INSTRUCTIONS TO FOLLOW: Swap each "rough mask" in the listing for "coarse mask" and write the lines out again with nothing else changed. Leave the pictures out of your answer.

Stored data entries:
········

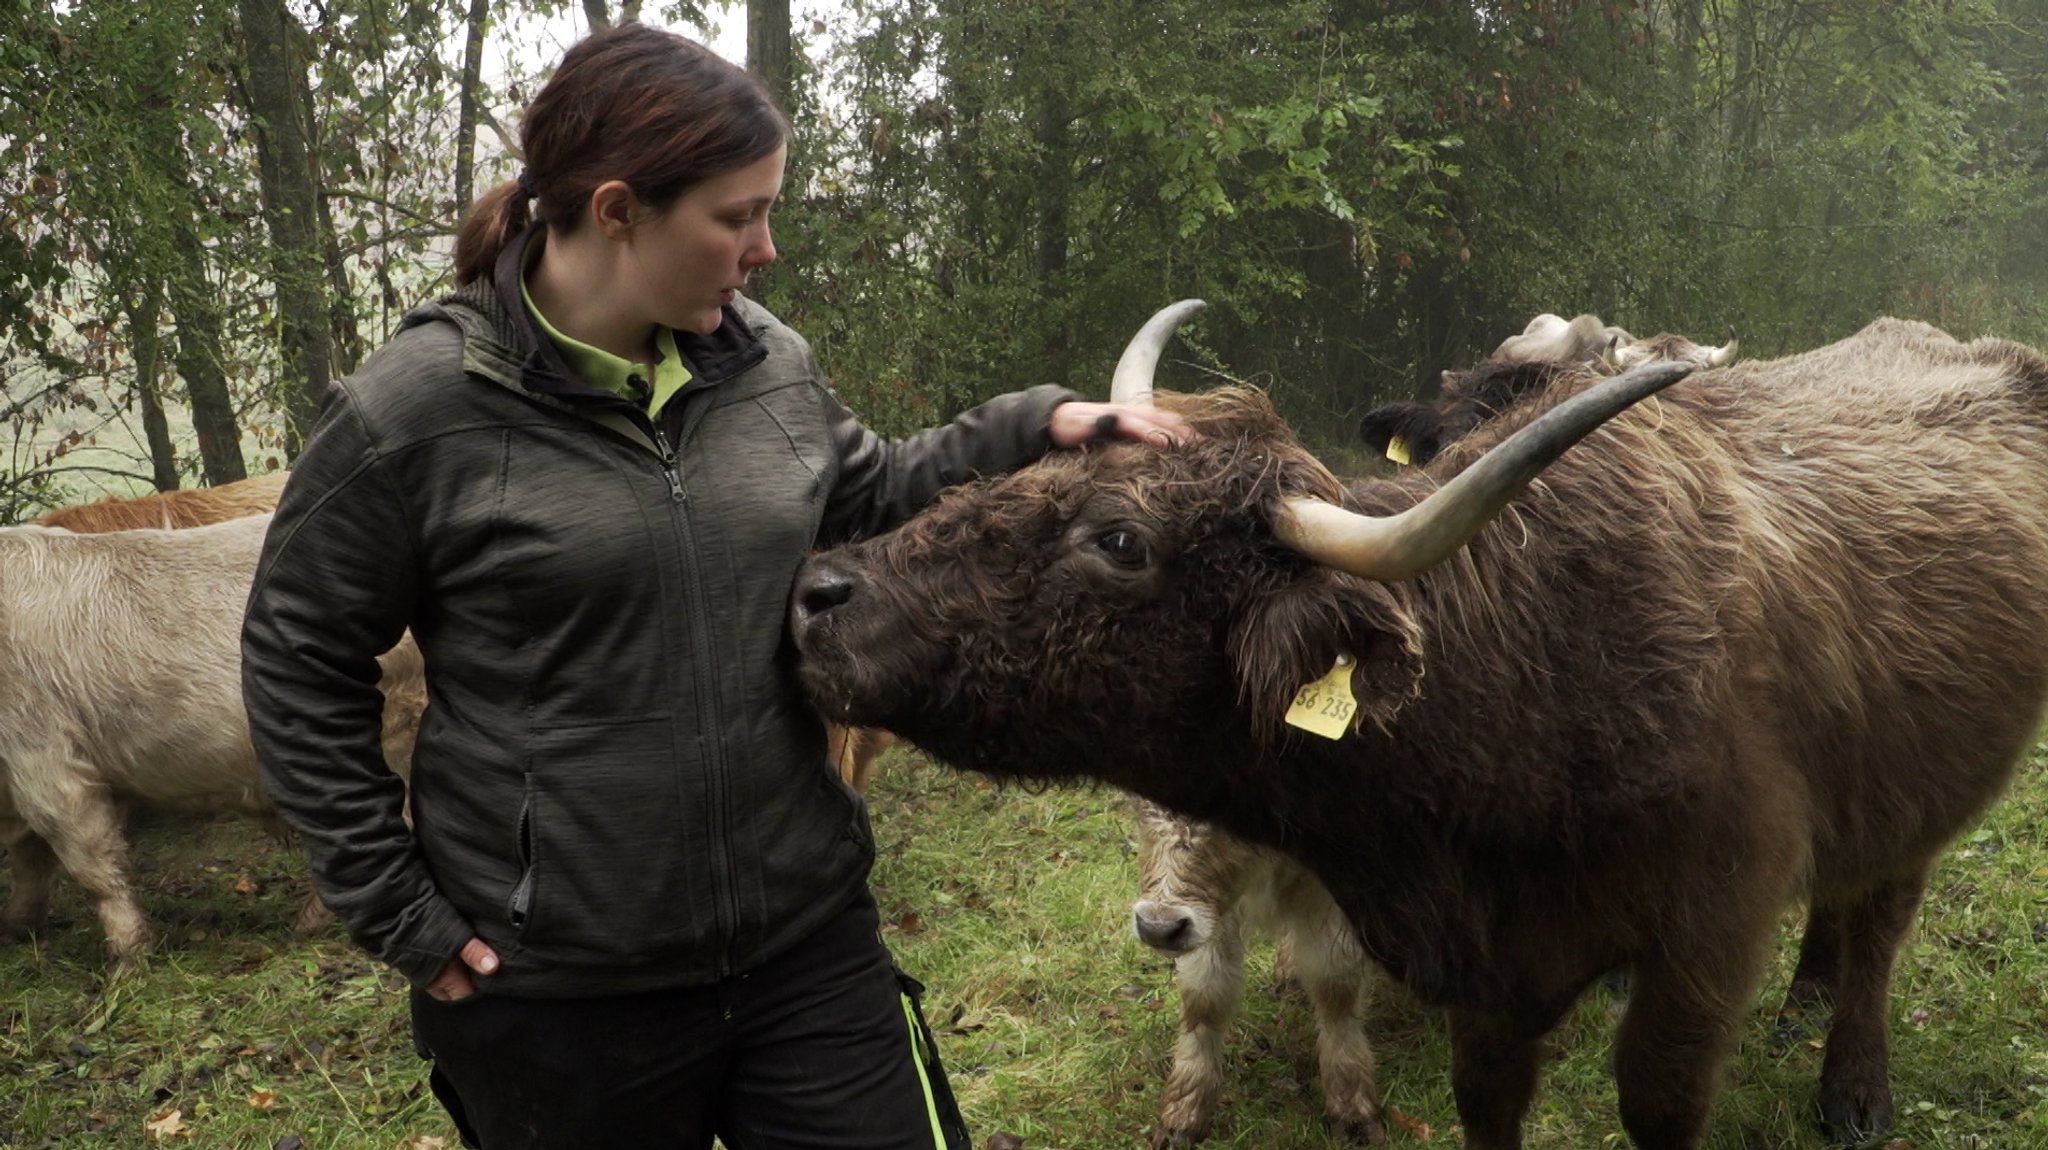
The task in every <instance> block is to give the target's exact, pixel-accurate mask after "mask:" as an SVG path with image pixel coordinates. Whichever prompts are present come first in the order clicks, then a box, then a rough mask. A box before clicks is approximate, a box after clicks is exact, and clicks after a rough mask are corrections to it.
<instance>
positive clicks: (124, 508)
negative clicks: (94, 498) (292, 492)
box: [37, 471, 291, 534]
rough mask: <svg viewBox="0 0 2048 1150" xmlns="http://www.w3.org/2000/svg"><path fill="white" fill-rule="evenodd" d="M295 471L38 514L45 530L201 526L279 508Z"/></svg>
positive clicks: (68, 508) (38, 521)
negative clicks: (49, 529)
mask: <svg viewBox="0 0 2048 1150" xmlns="http://www.w3.org/2000/svg"><path fill="white" fill-rule="evenodd" d="M289 475H291V473H287V471H272V473H266V475H256V477H252V479H238V481H233V483H221V485H219V487H184V489H178V491H156V493H152V495H137V497H133V499H100V501H98V503H78V505H72V507H57V510H55V512H49V514H47V516H43V518H39V520H37V524H41V526H45V528H63V530H68V532H92V534H96V532H123V530H135V528H203V526H207V524H219V522H225V520H240V518H242V516H260V514H264V512H274V510H276V497H279V493H283V491H285V479H287V477H289Z"/></svg>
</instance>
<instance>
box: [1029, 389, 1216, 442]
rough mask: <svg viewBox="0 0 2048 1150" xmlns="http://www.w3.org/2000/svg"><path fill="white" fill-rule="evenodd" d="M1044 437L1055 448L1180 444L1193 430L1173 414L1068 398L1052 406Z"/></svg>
mask: <svg viewBox="0 0 2048 1150" xmlns="http://www.w3.org/2000/svg"><path fill="white" fill-rule="evenodd" d="M1044 430H1047V434H1049V436H1053V446H1055V448H1077V446H1081V444H1092V442H1096V440H1116V438H1120V440H1139V442H1145V444H1153V446H1165V444H1180V442H1186V440H1190V438H1192V436H1194V428H1190V426H1188V422H1186V419H1182V417H1180V415H1176V413H1174V411H1161V409H1157V407H1137V405H1130V403H1085V401H1079V399H1071V401H1067V403H1061V405H1059V407H1053V417H1051V419H1049V422H1047V428H1044Z"/></svg>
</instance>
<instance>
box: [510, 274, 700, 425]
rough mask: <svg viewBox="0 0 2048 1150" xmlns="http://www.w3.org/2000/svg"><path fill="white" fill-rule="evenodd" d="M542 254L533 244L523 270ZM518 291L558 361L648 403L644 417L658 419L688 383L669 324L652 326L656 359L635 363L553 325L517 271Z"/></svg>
mask: <svg viewBox="0 0 2048 1150" xmlns="http://www.w3.org/2000/svg"><path fill="white" fill-rule="evenodd" d="M539 256H541V244H532V246H530V252H528V256H526V272H530V270H532V264H535V262H537V260H539ZM518 295H520V299H522V301H524V303H526V311H528V313H530V315H532V321H535V323H539V325H541V331H545V334H547V338H549V342H553V344H555V350H557V352H561V362H563V364H567V366H569V370H573V372H575V379H580V381H584V383H588V385H590V387H598V389H602V391H610V393H612V395H618V397H621V399H631V401H633V403H643V405H645V407H647V417H649V419H657V417H659V415H662V405H666V403H668V401H670V399H674V397H676V393H678V391H682V387H684V385H686V383H690V368H686V366H684V364H682V354H680V352H678V350H676V331H674V329H670V327H659V325H657V327H655V329H653V350H655V362H651V364H637V362H633V360H627V358H621V356H614V354H610V352H606V350H604V348H592V346H590V344H584V342H578V340H571V338H567V336H563V334H561V331H557V329H555V325H553V323H549V321H547V315H541V309H539V307H535V305H532V293H530V291H526V276H524V274H520V280H518Z"/></svg>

········

EXERCISE RESPONSE:
The task in every <instance> block is to give the target's exact, pixel-accurate mask after "mask:" as an SVG path with image pixel coordinates. Whichever prompts are present come first in the order clicks, then a box, then a coarse mask. A box before clicks is approximate, a box after clicks is exact, and clicks after a coarse mask are corrections to it.
<instance>
positive clicks: (124, 508)
negative clicks: (94, 498) (292, 492)
box: [37, 471, 291, 534]
coarse mask: <svg viewBox="0 0 2048 1150" xmlns="http://www.w3.org/2000/svg"><path fill="white" fill-rule="evenodd" d="M295 471L38 514L45 530L201 526L279 508Z"/></svg>
positive clicks: (68, 508) (38, 521)
negative clicks: (49, 529)
mask: <svg viewBox="0 0 2048 1150" xmlns="http://www.w3.org/2000/svg"><path fill="white" fill-rule="evenodd" d="M289 475H291V473H287V471H272V473H266V475H256V477H252V479H238V481H233V483H221V485H219V487H184V489H178V491H156V493H152V495H137V497H133V499H100V501H98V503H78V505H72V507H57V510H55V512H49V514H47V516H43V518H39V520H37V524H41V526H45V528H63V530H68V532H92V534H96V532H123V530H135V528H203V526H207V524H219V522H225V520H240V518H242V516H260V514H264V512H274V510H276V497H279V493H283V491H285V479H287V477H289Z"/></svg>
</instance>
<instance>
box: [1029, 389, 1216, 442]
coarse mask: <svg viewBox="0 0 2048 1150" xmlns="http://www.w3.org/2000/svg"><path fill="white" fill-rule="evenodd" d="M1044 437L1055 448L1180 444L1193 430L1173 414L1068 398L1052 406Z"/></svg>
mask: <svg viewBox="0 0 2048 1150" xmlns="http://www.w3.org/2000/svg"><path fill="white" fill-rule="evenodd" d="M1044 430H1047V434H1049V436H1053V446H1055V448H1077V446H1081V444H1092V442H1096V440H1116V438H1120V440H1139V442H1145V444H1153V446H1165V444H1180V442H1186V440H1190V438H1192V436H1194V428H1190V426H1188V422H1186V419H1182V417H1180V415H1176V413H1174V411H1161V409H1157V407H1137V405H1130V403H1085V401H1079V399H1071V401H1067V403H1061V405H1059V407H1053V417H1051V419H1049V422H1047V428H1044Z"/></svg>
</instance>
<instance>
box: [510, 274, 700, 425]
coarse mask: <svg viewBox="0 0 2048 1150" xmlns="http://www.w3.org/2000/svg"><path fill="white" fill-rule="evenodd" d="M542 254L533 244L523 270ZM518 291L558 361L648 403L644 417L658 419L688 383L669 324L652 326L656 359L635 363L553 325L517 271Z"/></svg>
mask: <svg viewBox="0 0 2048 1150" xmlns="http://www.w3.org/2000/svg"><path fill="white" fill-rule="evenodd" d="M539 256H541V244H532V246H530V252H528V256H526V272H530V270H532V264H535V262H537V260H539ZM518 295H520V299H522V301H524V303H526V311H528V313H530V315H532V321H535V323H539V325H541V331H545V334H547V338H549V342H553V344H555V350H557V352H561V362H563V364H567V366H569V370H573V372H575V379H580V381H584V383H588V385H590V387H598V389H602V391H610V393H612V395H618V397H621V399H631V401H633V403H643V405H645V407H647V417H649V419H657V417H659V415H662V405H666V403H668V401H670V399H674V397H676V393H678V391H682V387H684V385H686V383H690V368H686V366H684V364H682V354H680V352H678V350H676V331H674V329H670V327H659V325H657V327H655V329H653V350H655V362H651V364H637V362H633V360H627V358H621V356H614V354H610V352H606V350H604V348H592V346H590V344H584V342H578V340H571V338H567V336H563V334H561V331H557V329H555V325H553V323H549V321H547V315H541V309H539V307H535V305H532V293H530V291H526V276H524V274H520V280H518Z"/></svg>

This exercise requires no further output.